### Task prompt:
Repeat the whole listing exactly.

### Records for this exercise:
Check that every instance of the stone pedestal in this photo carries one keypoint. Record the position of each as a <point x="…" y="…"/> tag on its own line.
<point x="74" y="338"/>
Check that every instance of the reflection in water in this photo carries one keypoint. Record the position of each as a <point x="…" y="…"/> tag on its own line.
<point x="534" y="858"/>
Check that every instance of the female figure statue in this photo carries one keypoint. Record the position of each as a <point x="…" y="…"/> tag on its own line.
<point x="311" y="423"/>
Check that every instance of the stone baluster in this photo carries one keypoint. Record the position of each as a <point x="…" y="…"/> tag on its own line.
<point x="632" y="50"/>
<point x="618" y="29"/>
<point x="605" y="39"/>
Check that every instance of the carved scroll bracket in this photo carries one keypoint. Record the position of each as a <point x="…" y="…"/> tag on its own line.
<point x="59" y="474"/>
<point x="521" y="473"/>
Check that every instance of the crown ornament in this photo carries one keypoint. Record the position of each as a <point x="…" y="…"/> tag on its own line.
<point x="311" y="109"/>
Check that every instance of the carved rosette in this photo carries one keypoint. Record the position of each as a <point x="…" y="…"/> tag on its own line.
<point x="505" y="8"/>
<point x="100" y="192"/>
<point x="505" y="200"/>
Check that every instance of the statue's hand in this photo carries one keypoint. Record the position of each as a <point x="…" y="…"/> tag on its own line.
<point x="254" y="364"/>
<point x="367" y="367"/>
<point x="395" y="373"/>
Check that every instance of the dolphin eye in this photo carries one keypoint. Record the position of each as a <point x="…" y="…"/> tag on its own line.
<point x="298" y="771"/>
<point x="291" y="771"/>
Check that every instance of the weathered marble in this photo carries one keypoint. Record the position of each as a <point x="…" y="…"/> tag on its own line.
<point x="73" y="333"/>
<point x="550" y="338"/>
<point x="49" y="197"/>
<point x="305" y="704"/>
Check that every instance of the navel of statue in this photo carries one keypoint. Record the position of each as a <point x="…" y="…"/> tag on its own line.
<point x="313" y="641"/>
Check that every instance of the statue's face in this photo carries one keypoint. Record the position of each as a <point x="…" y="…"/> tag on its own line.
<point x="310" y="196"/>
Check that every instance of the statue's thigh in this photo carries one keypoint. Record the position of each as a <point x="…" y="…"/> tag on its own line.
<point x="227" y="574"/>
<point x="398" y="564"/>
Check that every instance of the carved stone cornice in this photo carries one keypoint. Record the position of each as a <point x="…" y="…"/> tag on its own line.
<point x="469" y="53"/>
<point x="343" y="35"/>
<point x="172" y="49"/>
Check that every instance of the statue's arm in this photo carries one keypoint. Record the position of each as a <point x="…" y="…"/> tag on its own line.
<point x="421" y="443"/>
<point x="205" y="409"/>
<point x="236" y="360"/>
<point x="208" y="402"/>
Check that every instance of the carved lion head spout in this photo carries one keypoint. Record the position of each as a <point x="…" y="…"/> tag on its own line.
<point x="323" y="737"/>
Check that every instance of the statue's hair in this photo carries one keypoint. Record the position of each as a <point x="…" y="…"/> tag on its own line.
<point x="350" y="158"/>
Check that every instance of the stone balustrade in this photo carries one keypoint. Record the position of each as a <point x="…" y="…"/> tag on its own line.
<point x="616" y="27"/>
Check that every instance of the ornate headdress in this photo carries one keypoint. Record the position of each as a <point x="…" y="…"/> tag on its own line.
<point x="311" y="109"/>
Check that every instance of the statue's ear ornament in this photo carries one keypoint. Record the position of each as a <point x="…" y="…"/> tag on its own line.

### Answer for this exercise:
Check that every instance of the stone pedestal in this photo carries one keypoint. Record the position of each as a <point x="…" y="…"/> tag on its own line.
<point x="74" y="338"/>
Check that every instance of the reflection in water in this photo carries one keypoint. Record the position of each as a <point x="…" y="…"/> tag on its own line.
<point x="534" y="858"/>
Check that every instance of the female figure statue in this photo carries one keypoint. Record the position of each as a <point x="…" y="…"/> tag on its own line.
<point x="311" y="423"/>
Check that every instance of the stone baluster in this photo carries one keypoint. Record the position of each as a <point x="…" y="…"/> tag on its own line.
<point x="632" y="50"/>
<point x="618" y="29"/>
<point x="605" y="39"/>
Check that every instance of the carved scroll bracket in this photo carries one keypoint. Record the position of each as a <point x="…" y="…"/> tag on its own line.
<point x="59" y="474"/>
<point x="521" y="473"/>
Check that every instance of the crown ornament in this photo carries one keypoint. Record the position of each as a <point x="…" y="…"/> tag on its own line.
<point x="311" y="109"/>
Check that every instance of the carved rosette in this photo carries one keypoint. Record the position of each as a <point x="…" y="…"/> tag on its own line.
<point x="505" y="8"/>
<point x="100" y="192"/>
<point x="505" y="200"/>
Check that every instance of the statue's hand in this photo carries one keypoint. Record the position of each as a <point x="…" y="…"/> tag on its own line.
<point x="254" y="364"/>
<point x="367" y="367"/>
<point x="395" y="373"/>
Check that every instance of the dolphin eye in this photo carries one keypoint. Record the position of each as a <point x="…" y="…"/> tag on its own line.
<point x="298" y="771"/>
<point x="291" y="771"/>
Check that every instance of the weathered marble in this photo carries one keypoint. Record the position of each as a <point x="…" y="…"/> tag on its own line.
<point x="73" y="333"/>
<point x="550" y="338"/>
<point x="49" y="197"/>
<point x="305" y="704"/>
Check that every instance of the navel of statue in this photo carries one keypoint. Record the position of each as a <point x="…" y="…"/> tag on its own line.
<point x="313" y="641"/>
Check that every instance of the statue's face in this photo carries one keypoint. Record the position of each as a <point x="…" y="…"/> tag on its own line.
<point x="310" y="196"/>
Check that every instance of the statue's thigh in this photo carries one keypoint. Record the position of each as a <point x="…" y="…"/> tag on its own line.
<point x="227" y="574"/>
<point x="398" y="564"/>
Check that every instance of the carved stone cornice in this photo carries one keypoint. Record the position of each as a <point x="…" y="…"/> tag on its own line.
<point x="469" y="53"/>
<point x="343" y="35"/>
<point x="172" y="49"/>
Check that every instance of the statue's arm in this photo carries one keypoint. Record the position of each as a <point x="…" y="…"/> tag on its own line.
<point x="421" y="443"/>
<point x="205" y="409"/>
<point x="236" y="360"/>
<point x="208" y="402"/>
Check that every instance of the carved lion head spout in this photo carries one keypoint. Record the position of each as a <point x="…" y="…"/> tag on its own line.
<point x="323" y="737"/>
Check that every instance of the statue's hair in this photo carries one keypoint. Record the position of each as a <point x="…" y="…"/> tag on its own line.
<point x="350" y="158"/>
Check that every instance of the stone balustrade in this photo carries one keypoint. Record the position of each as a <point x="…" y="…"/> tag on its own line.
<point x="616" y="27"/>
Check that every instance of the ornate headdress in this photo carries one keypoint. Record the position of each as a <point x="…" y="…"/> tag on its own line.
<point x="311" y="109"/>
Check that every instance of the statue's ear ornament in this photo carries one keypoint. Record the position of each as a <point x="…" y="…"/> tag on its own line.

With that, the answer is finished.